Saint Alphege of Winchester

Also known as

• Alphege the Martyr
• Alphege of Canterbury
• Alfege, Alphage, Alphege, Alphegus, Elphege, Godwine, Ælfheah, Aelfheah, Elfego, Elfege

Additional Memorial

8 June (translation of his relics)

Profile

Born to the nobility but gave it up to become a young monk at Deerhurst Abbey in Gloucestershire, England. Monk, anchorite, and then abbot at Bath Abbey; known for his personal piety and austerity. Bishop of Winchester, England in 984. Built several churches, installed a cathedral organ so large that it could be heard a mile away, and his charity was so great that there were reported to be no beggars in his diocese. May have helped negotiate a peace treaty in 994 which ended some Viking raids.

Archbishop of Canterbury, England in 1006. Encouraged devotion to Saint Dunstan of Canterbury. Translated the relics of Saint Swithun to Canterbury. In 1011 Danes began raiding again, laid seige to Canterbury, sacked the town, and captured Alphege along with several other Church officials, all of whom were held for ransom. Reported to have healed many of sick Danes by praying over them and feeding them blessed bread. Alphege refused to approve the payment of ransom for himself, and after several months was murdered by angry drunken Vikings, the first archbishop of Canterbury to die violently. Saint Thomas Becket was praying for Saint Alphege's intercession just before he was murdered.

********************

→ PROBLEM A: Rewrite the Saint Alphege profile from "Also known as" to "of his relics)", replacing "relics" with "remains".

Records from an annotation dataset:
********************

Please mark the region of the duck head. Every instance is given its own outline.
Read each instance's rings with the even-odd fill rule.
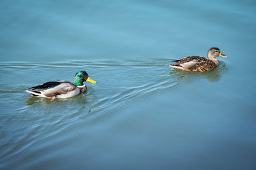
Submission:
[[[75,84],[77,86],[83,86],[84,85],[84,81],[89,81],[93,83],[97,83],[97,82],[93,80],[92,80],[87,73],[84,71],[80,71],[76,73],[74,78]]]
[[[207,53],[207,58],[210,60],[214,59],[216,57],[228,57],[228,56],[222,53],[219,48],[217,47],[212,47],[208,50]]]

********************

→ PROBLEM B: Recast the listing as a two-column CSV with the columns request and outline, one row for each request. Put the request text and its answer each in a single quoted field with line breaks turned into spaces, and leave the pictures out.

→ COMPLETE ANSWER A:
Also known as

• Alphege the Martyr
• Alphege of Canterbury
• Alfege, Alphage, Alphege, Alphegus, Elphege, Godwine, Ælfheah, Aelfheah, Elfego, Elfege

Additional Memorial

8 June (translation of his remains)

→ COMPLETE ANSWER B:
request,outline
"Please mark the region of the duck head. Every instance is given its own outline. Read each instance's rings with the even-odd fill rule. Submission:","[[[75,84],[77,86],[83,86],[84,85],[84,81],[89,81],[93,83],[97,83],[97,82],[93,80],[92,80],[87,73],[84,71],[80,71],[76,73],[74,78]]] [[[207,53],[207,58],[210,60],[214,59],[216,57],[228,57],[228,56],[222,53],[219,48],[217,47],[212,47],[208,50]]]"